#### WRITTEN EXERCISE
Copy the material from its start through the line containing "POLYGON ((132 868, 111", inclusive, and switch "Outlines" to "Boundaries" while leaving everything else unchanged.

#### Extracted records
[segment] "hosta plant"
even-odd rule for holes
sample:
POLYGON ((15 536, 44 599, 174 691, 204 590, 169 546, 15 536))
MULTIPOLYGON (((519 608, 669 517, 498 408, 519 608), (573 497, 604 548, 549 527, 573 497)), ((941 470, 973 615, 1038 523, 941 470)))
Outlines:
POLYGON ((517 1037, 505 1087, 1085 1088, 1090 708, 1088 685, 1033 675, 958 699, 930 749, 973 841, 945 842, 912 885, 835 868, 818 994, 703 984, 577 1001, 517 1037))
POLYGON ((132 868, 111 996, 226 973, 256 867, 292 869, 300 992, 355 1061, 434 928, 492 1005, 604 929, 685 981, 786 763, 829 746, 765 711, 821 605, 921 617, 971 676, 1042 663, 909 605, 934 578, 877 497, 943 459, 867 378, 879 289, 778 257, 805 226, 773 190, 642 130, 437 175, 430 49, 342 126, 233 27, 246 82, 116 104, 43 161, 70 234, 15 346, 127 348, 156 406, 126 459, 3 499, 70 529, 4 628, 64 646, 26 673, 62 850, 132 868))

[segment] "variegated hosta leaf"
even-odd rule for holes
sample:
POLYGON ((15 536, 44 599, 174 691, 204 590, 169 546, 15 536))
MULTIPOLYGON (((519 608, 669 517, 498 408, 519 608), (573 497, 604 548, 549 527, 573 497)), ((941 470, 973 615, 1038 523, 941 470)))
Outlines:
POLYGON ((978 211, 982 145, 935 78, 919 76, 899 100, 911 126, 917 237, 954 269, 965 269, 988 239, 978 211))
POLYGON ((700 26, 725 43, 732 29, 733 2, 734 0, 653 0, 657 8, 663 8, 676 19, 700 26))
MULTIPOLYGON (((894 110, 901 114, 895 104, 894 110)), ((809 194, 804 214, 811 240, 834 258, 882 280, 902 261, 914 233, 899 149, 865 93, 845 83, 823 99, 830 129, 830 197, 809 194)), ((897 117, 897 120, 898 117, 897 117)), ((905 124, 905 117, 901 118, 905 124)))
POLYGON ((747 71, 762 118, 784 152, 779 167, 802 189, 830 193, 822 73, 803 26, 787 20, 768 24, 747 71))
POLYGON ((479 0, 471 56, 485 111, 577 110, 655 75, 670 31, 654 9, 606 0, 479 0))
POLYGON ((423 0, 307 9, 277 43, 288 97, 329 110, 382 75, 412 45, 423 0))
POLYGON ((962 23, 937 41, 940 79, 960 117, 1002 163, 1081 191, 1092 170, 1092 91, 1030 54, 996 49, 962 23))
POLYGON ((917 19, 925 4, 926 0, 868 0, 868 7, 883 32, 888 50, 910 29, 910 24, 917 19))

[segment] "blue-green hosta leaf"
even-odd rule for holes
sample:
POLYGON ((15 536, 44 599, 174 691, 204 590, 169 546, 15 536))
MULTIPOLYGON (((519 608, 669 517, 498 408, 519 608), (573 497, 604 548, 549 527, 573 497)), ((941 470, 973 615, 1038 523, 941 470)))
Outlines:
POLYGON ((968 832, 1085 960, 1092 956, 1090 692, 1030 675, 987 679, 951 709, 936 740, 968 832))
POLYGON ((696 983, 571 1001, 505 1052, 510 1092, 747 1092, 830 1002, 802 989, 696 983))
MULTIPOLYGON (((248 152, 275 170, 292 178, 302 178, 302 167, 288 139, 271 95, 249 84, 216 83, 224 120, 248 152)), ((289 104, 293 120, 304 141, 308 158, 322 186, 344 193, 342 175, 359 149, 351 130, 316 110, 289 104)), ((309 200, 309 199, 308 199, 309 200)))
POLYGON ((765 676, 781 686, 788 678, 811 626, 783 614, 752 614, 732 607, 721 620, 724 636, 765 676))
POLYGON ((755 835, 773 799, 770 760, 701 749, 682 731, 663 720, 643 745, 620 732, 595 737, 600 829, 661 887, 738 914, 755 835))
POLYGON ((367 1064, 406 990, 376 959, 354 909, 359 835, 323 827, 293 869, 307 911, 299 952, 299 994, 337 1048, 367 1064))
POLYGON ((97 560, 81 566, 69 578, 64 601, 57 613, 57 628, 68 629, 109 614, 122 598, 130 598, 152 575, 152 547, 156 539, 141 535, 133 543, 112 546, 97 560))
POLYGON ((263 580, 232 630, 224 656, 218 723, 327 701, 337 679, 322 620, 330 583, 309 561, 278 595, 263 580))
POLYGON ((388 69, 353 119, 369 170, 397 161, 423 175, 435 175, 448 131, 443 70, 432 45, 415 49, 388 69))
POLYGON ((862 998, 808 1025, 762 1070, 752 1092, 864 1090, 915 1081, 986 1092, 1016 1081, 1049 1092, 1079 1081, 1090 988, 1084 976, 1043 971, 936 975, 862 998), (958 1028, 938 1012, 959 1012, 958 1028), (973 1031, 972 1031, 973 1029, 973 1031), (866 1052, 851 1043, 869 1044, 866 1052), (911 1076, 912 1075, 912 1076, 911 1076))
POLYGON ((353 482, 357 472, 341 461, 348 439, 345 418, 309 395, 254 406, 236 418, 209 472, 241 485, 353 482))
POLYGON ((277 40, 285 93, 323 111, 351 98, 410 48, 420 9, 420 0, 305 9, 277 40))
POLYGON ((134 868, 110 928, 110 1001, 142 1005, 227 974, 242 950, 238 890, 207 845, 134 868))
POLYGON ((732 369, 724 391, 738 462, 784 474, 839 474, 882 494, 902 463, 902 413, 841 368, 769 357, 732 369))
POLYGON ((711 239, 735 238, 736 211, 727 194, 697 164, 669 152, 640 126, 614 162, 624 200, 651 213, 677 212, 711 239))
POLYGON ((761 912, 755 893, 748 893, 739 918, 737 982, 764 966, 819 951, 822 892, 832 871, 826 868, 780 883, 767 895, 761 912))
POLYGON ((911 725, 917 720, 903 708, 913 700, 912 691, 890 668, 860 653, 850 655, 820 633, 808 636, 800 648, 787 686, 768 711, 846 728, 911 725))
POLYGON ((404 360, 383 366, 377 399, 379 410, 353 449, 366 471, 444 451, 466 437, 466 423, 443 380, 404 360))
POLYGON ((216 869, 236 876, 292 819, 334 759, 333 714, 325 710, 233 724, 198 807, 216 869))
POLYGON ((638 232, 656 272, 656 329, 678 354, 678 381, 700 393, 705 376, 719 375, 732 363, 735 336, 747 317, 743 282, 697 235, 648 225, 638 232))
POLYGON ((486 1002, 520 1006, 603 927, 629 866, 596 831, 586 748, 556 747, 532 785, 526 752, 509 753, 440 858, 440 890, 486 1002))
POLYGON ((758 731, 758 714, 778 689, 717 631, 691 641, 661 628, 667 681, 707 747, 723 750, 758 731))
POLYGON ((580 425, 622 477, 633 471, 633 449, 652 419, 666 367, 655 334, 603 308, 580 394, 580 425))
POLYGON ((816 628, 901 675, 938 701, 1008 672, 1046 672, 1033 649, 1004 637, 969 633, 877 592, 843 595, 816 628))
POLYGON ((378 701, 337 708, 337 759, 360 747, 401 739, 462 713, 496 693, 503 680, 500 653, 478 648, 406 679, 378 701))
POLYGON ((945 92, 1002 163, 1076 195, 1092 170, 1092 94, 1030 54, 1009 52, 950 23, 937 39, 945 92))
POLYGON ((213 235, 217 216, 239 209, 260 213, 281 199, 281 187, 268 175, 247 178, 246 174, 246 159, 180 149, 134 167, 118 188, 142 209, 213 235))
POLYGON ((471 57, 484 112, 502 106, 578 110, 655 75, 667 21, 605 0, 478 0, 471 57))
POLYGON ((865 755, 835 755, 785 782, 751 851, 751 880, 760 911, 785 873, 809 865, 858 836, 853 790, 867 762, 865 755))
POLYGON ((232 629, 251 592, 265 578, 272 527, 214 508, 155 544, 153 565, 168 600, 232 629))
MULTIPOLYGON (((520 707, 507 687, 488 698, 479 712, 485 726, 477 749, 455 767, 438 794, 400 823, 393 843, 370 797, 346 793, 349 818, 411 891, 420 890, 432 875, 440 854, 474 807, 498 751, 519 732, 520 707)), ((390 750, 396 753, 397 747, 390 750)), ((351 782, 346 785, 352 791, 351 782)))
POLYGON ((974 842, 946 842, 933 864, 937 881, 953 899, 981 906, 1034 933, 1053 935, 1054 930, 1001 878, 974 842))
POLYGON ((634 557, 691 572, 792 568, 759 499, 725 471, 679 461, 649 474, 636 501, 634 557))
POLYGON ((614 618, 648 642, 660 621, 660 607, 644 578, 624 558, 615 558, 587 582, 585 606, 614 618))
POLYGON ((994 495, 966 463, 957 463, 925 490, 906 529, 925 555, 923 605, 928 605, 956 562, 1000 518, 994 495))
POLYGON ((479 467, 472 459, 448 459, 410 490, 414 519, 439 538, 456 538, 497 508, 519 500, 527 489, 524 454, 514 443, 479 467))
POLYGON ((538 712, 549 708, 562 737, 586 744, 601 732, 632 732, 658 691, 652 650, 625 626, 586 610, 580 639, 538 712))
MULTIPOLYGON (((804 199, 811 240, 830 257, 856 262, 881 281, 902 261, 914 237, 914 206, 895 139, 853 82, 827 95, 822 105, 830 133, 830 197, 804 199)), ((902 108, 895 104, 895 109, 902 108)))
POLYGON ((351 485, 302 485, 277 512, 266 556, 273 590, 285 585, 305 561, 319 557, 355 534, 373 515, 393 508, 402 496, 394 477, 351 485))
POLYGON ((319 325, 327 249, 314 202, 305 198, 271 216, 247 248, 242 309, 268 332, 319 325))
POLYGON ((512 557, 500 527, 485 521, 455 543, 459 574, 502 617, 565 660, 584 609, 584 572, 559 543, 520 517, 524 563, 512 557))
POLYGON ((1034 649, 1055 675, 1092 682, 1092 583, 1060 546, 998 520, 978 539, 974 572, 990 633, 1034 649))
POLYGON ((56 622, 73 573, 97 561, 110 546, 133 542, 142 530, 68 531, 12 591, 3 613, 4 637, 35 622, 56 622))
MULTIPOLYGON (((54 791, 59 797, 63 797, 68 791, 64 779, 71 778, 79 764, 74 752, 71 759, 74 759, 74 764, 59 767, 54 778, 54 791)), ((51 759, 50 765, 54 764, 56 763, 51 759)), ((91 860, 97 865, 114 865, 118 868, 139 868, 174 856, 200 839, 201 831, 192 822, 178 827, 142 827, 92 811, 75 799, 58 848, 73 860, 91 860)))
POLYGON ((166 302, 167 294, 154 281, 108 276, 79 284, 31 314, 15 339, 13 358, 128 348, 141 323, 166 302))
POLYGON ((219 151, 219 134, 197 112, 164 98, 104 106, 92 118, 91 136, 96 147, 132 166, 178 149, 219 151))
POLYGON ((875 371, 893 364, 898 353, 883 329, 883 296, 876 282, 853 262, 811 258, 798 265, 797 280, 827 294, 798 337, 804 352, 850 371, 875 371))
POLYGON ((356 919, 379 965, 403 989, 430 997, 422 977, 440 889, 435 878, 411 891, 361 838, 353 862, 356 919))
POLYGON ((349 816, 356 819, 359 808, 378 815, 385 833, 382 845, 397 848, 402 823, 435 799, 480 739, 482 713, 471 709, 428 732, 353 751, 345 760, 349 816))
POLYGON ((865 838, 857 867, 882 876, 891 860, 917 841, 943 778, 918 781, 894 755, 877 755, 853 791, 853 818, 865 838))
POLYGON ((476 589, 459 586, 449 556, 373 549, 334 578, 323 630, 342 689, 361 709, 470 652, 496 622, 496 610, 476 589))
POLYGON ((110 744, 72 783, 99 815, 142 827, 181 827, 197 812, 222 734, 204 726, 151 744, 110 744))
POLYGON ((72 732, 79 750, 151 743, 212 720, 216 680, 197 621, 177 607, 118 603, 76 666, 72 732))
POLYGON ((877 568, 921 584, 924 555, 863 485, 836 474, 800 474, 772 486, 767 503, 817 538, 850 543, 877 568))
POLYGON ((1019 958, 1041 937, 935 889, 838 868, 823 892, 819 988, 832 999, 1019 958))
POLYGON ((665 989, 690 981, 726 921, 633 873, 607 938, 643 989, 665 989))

#### REPLY TO THE TASK
[segment] "hosta plant"
even-odd rule for holes
sample:
POLYGON ((15 536, 44 599, 174 691, 204 590, 169 546, 15 536))
MULTIPOLYGON (((519 608, 669 517, 498 408, 519 608), (573 497, 604 548, 549 527, 573 497)), ((941 470, 973 615, 1038 523, 941 470)))
Boundaries:
POLYGON ((517 1037, 505 1087, 1085 1088, 1090 708, 1088 685, 1033 675, 958 699, 930 749, 973 841, 945 842, 912 885, 835 868, 818 994, 703 984, 577 1001, 517 1037))
POLYGON ((132 868, 111 996, 226 973, 256 867, 292 869, 300 992, 355 1061, 434 928, 492 1005, 604 929, 685 981, 786 763, 829 746, 765 711, 821 605, 921 617, 971 676, 1042 663, 909 605, 934 578, 877 497, 943 459, 867 378, 879 289, 778 257, 805 226, 773 190, 642 130, 437 175, 430 49, 342 126, 233 27, 246 82, 116 104, 43 161, 70 234, 15 346, 127 348, 156 406, 126 459, 3 499, 70 529, 4 628, 64 646, 26 673, 62 850, 132 868))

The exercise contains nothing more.